Фрагмент документа
ИССЛЕДОВАНИЯ

© Д.Кралечкин, А.Ушаков, 2001

 

 

Д. Кралечкин, А. Ушаков
  

ЭКОНОМИЯ  ВРЕМЕНИ

Закон времени

Разлад времени с самим собой, приостановка или самозапаздывание временного синтеза поначалу выглядит как простая негация или даже эмпирический промах структур времени - его введения и отсчета. Этот промах непонятен уже потому, что, казалось бы, тема времени как раз и вводится как призрак и привидение трансцендентальных структур, как их развенчание, осуществляющееся в форме "становления временным". Так, трансцендентальное конституирование смыслов оказывается неизбежно завязанным на время истории, которое представляется некоей "большей" экономикой, условием, которое не только вводит некоторые возможности, но и отменяет другие. Время оставляет некоторые смыслы и откладывает другие, представляясь их собственной размерностью, внутренней экономией. В этой экономии оно неизбежно определено делом, заботой - например, заботой не проспать, не прозевать само себя (покуда всякий агент времени, так же как и агент экономики, в пределе теоретического рассуждения может быть элиминирован). Причем это "само себя" и оставляет странное подозрение в, быть может, излишней деловитости времени, принимающей на себя задачи критического расщепления любых смысловых образований.

Постановка задачи 1
Повторите дословно записи на отрезке от строки, содержащей «Where can the gilded bearded», до последней записи включительно.

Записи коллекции
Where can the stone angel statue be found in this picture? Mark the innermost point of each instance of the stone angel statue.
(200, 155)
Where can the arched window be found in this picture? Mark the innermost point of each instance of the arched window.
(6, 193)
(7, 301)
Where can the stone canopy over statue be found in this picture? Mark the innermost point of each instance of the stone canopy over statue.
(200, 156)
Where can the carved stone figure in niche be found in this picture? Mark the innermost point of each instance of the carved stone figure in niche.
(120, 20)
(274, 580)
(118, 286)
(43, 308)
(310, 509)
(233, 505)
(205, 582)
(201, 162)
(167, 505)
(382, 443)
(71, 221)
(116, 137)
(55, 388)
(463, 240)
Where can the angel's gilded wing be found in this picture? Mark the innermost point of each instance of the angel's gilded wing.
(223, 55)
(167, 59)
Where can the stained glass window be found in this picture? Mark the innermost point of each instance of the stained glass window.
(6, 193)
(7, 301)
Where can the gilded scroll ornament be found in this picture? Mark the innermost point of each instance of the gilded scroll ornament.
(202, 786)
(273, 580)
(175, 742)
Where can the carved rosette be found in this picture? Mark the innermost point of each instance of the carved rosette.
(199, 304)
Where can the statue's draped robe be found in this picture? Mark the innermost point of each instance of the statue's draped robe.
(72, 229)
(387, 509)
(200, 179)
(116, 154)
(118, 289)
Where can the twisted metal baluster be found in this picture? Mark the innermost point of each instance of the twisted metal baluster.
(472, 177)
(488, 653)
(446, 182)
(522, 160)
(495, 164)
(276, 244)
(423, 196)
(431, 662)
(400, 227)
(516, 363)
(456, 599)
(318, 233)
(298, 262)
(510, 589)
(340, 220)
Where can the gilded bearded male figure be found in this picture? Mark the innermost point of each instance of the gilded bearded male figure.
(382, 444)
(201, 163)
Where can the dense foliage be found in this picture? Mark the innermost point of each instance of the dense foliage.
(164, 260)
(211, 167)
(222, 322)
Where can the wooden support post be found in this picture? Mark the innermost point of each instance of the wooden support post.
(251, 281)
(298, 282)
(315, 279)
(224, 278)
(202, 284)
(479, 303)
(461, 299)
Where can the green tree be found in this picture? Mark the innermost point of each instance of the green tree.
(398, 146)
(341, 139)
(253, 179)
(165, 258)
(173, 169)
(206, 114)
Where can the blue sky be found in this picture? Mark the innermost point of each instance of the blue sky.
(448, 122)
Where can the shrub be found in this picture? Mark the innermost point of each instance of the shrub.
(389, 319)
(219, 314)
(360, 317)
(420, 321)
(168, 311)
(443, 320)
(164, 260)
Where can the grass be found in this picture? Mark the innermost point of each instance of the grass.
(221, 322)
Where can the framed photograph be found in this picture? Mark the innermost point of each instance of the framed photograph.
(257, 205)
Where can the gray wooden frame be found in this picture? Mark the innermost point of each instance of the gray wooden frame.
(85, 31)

Постановка задачи 2
Продолжите фрагмент об экономии времени с того места, на котором он обрывается.

Результат 1
Where can the gilded bearded male figure be found in this picture? Mark the innermost point of each instance of the gilded bearded male figure.
(382, 444)
(201, 163)
Where can the dense foliage be found in this picture? Mark the innermost point of each instance of the dense foliage.
(164, 260)
(211, 167)
(222, 322)
Where can the wooden support post be found in this picture? Mark the innermost point of each instance of the wooden support post.
(251, 281)
(298, 282)
(315, 279)
(224, 278)
(202, 284)
(479, 303)
(461, 299)
Where can the green tree be found in this picture? Mark the innermost point of each instance of the green tree.
(398, 146)
(341, 139)
(253, 179)
(165, 258)
(173, 169)
(206, 114)
Where can the blue sky be found in this picture? Mark the innermost point of each instance of the blue sky.
(448, 122)
Where can the shrub be found in this picture? Mark the innermost point of each instance of the shrub.
(389, 319)
(219, 314)
(360, 317)
(420, 321)
(168, 311)
(443, 320)
(164, 260)
Where can the grass be found in this picture? Mark the innermost point of each instance of the grass.
(221, 322)
Where can the framed photograph be found in this picture? Mark the innermost point of each instance of the framed photograph.
(257, 205)
Where can the gray wooden frame be found in this picture? Mark the innermost point of each instance of the gray wooden frame.
(85, 31)

Результат 2
Делу - время, потехе - час. Время - это время дел не потому, что за его время свершаются дела, а потому, что дело - это его определение. Всё время уделено делу. Оно не может не быть деловым. Но тогда становится неясным: можно ли час потехи представить в качестве измерения времени? Делится ли время на дела, или все-таки на часы? Или, быть может, у них есть какой-то общий знаменатель? Каков размер времени? Если потехе отводится всего час, то значит ли это, что он всегда "меньше" всего времени?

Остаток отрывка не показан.